** START Passage **
Creamy avocado pesto with fresh mint and pistachios. Perfect for pasta, bread, or veggies!


Ingredients

Units Scale
  • 2 avocados
  • 3-4 cloves garlic
  • 2 cups (473 ml) mint leaves
  • 1/3 cup pistachio
  • 1/2 teaspoon red pepper flakes
  • 1/2 teaspoon salt
  • 1/2 teaspoon ground black pepper
  • Juice of one lemon + zest
  • 1 tablespoon extra-virgin olive oil
  • 1/4 cup grated parmesan

Instructions

  1. Halve the avocados, remove the pits, and scoop the flesh into a food processor.
  2. Peel the garlic cloves and add them along with the mint leaves, pistachios, red pepper flakes, salt, pepper, lemon juice, and lemon zest.
  3. Pulse several times to break everything down, then run the food processor continuously while drizzling in the olive oil through the feed tube. Process for about 30 seconds until smooth.
  4. Add the grated Parmesan and pulse a few more times to incorporate.
** END Passage **
= Objective 1 =
Return the part of the avocado pesto recipe between "Instructions" and "seconds until smooth.", inclusive, copied word for word.
** START Record excerpts **
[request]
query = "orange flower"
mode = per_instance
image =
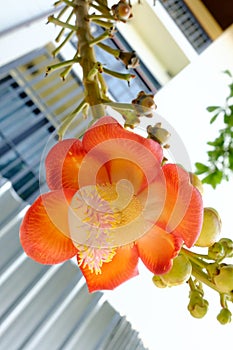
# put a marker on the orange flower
(111, 203)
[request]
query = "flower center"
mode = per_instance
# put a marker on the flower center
(99, 221)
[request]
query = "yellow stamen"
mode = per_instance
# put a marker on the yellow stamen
(100, 211)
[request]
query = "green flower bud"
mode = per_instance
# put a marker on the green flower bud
(211, 228)
(224, 316)
(144, 104)
(227, 244)
(158, 282)
(129, 59)
(197, 306)
(122, 11)
(224, 280)
(158, 134)
(213, 269)
(180, 272)
(216, 251)
(196, 182)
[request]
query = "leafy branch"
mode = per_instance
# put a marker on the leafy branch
(220, 156)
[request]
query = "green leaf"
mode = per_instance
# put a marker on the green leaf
(213, 179)
(201, 168)
(228, 119)
(214, 118)
(231, 91)
(213, 108)
(227, 72)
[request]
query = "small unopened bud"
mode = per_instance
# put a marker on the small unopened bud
(224, 316)
(196, 182)
(197, 306)
(122, 11)
(211, 228)
(158, 134)
(144, 104)
(227, 244)
(158, 282)
(180, 272)
(213, 269)
(129, 59)
(216, 251)
(224, 280)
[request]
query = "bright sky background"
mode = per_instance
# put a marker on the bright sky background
(160, 315)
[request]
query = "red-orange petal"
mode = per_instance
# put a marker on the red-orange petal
(122, 267)
(126, 154)
(62, 164)
(157, 249)
(183, 209)
(44, 232)
(108, 128)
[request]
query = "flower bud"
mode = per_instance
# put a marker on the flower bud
(197, 306)
(216, 251)
(158, 134)
(158, 282)
(196, 182)
(213, 269)
(224, 279)
(224, 316)
(211, 228)
(129, 59)
(144, 104)
(227, 244)
(122, 11)
(180, 272)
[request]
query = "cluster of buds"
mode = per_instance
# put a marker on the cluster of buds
(198, 306)
(129, 59)
(158, 133)
(180, 273)
(144, 104)
(122, 11)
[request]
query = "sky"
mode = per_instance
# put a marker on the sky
(161, 315)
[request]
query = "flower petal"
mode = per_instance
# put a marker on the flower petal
(122, 267)
(44, 231)
(157, 249)
(126, 154)
(108, 128)
(183, 208)
(62, 164)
** END Record excerpts **
= Objective 2 =
Give back every line of the records that contains the string "background", with case counting.

= Exercise solution 1 =
Instructions

  1. Halve the avocados, remove the pits, and scoop the flesh into a food processor.
  2. Peel the garlic cloves and add them along with the mint leaves, pistachios, red pepper flakes, salt, pepper, lemon juice, and lemon zest.
  3. Pulse several times to break everything down, then run the food processor continuously while drizzling in the olive oil through the feed tube. Process for about 30 seconds until smooth.

= Exercise solution 2 =
query = "bright sky background"
# put a marker on the bright sky background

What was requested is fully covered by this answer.